• Alıştırma Yönergesi: Verilen metne göre Antalya'nın yaş sebze ihracatı 2024 yılında kaç dolar seviyesinde gerçekleşmiştir?

• Verilen Metin:
● ● ● ● ●

FİKRİ CİNOKUR/ANTALYA
Antalya Ticaret Borsası (ATB) Başkanı ve TOBB Yönetim Kurulu üyesi Ali Çandır, Şubat ayı meclis toplantısında tarım sektöründe yaşanan sorunları dile getirdi. Tarım arazi kira artışlarının tarımsal üretimi tehdit ettiğine dikkat çeken Çandır, “Her geçen gün artan imar baskısı nedeniyle tarım alanları hızla yok oluyor. Özellikle son birkaç yıldır, arazi sahipleri tarafından uygulanan kira artışlarının tarımsal faaliyetlerin sürdürülebilirliğini tehdit eder hale gelmiştir. Arazi sahipleri kira artışlarında yatırımlar göz ardı edilerek fahiş kira talep etmektedirler. Talep edilen kira artış oranlarının keyfi olduğunu ve talep edilen kiralarla üretimde kalmanın imkansız hale geldi. Yüzde 41’lik pay ile örtüaltı üretimde Türkiye’nin merkezi konumunda olan Antalya’da tarımsal üretimin sürdürülebilirliği tarım, gıda ve ekonomi politikaları açısından kritik öneme sahiptir. Üyelerimiz, üretimde sürdürülebilirliğin korunması, ticaretin, ihracatın ve yeni yatırım kararlarının olumsuz etkilenmemesi için kiralık tarım alanları için acilen bir düzenleme yapılmasını talep etmektedir.” dedi.
ATB ve sektör paydaşları işbirliği ile yeni Toptancı Haller Yasası hazırladıklarını anımsatan Çandır, “Sektör paydaşlarımızla 5957 sayılı kanunda bazı düzenlemeler yapılmasını, piyasanın işleyişi ve karşılaşılan sorunlar hakkında görüş alışverişinde bulunduk. Hal Yasası ile ilgili çalışma yaptık. Bu konudaki çalışmamızın son halini TOBB ve Ticaret Bakanlığı’na sunacağız.” diye konuştu.
Maliyetin altında ihracat
Domates başta olmak üzere yaş sebze ve meyve ihracatındaki gerilemenin ana nedeninin döviz kuru olduğunu ifade eden Çandır, şöyle devam etti: “Son iki yıldır devam eden bu gerilemenin bir kısmı döviz kuru kaynaklıdır. Diğer bir kısmı ise girdi maliyet artışlarından kaynaklanmaktadır. Antalya olarak ihracatımızın amiral gemisi olan yaş sebze ihracatımız 2024 yılında miktar bazında yüzde 15, değer bazında yüzde 13 gerileyerek 441 milyon dolar seviyesinde gerçekleşmiştir. Gerilemenin temel nedeni rekabetçiliğimizin zayıflamasındandır. İhracatçılar yurtdışı pazarlarda son zamanlarda rakiplerle rekabet edemez hale geldi. İhracatçımız, pazarlarını ve müşterilerini kaybetmemek adına maliyetinin altında fiyatla ihracat yapmaktadırlar. Halbuki bizim ihraç ürünlerimiz belirli standartlara ve fiyat rekabetine dayalı ürünlerdir. Bunun için de içerdeki maliyet yapısı son derece belirleyicidir. Maliyetlerdeki artış hızı, döviz fiyatı artış hızını geçerse ihracat yapmak son derece zorlaşır ve zaten düşük katma değer oranı daha da geriye gider.”

● ● ● ● ●

Veri kümesi satırları
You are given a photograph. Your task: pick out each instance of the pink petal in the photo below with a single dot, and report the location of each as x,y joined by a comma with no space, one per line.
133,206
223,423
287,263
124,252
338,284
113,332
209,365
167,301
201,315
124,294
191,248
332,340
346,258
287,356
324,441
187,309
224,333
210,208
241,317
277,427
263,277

● ● ● ● ●

• Göreve Yanıt: 441 milyon dolar seviyesinde gerçekleşmiştir.